_Instructions to follow:_ Return every line from the records below that contains the word "deer".

-=-=-

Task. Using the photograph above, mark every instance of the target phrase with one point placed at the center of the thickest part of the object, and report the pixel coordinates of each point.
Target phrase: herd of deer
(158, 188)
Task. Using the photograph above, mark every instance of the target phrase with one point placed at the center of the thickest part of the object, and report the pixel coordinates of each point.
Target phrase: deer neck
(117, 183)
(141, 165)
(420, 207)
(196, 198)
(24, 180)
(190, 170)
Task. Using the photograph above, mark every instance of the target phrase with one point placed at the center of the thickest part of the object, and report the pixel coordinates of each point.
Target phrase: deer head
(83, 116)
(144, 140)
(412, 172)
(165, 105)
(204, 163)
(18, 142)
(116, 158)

-=-=-

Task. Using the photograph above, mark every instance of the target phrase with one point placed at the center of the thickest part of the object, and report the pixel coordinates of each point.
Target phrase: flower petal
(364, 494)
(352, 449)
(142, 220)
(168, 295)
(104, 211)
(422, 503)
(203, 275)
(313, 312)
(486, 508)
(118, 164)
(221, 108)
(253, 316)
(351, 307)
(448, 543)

-=-=-

_Written response:_
Target phrase: herd of deer
Target phrase: deer neck
Target phrase: deer head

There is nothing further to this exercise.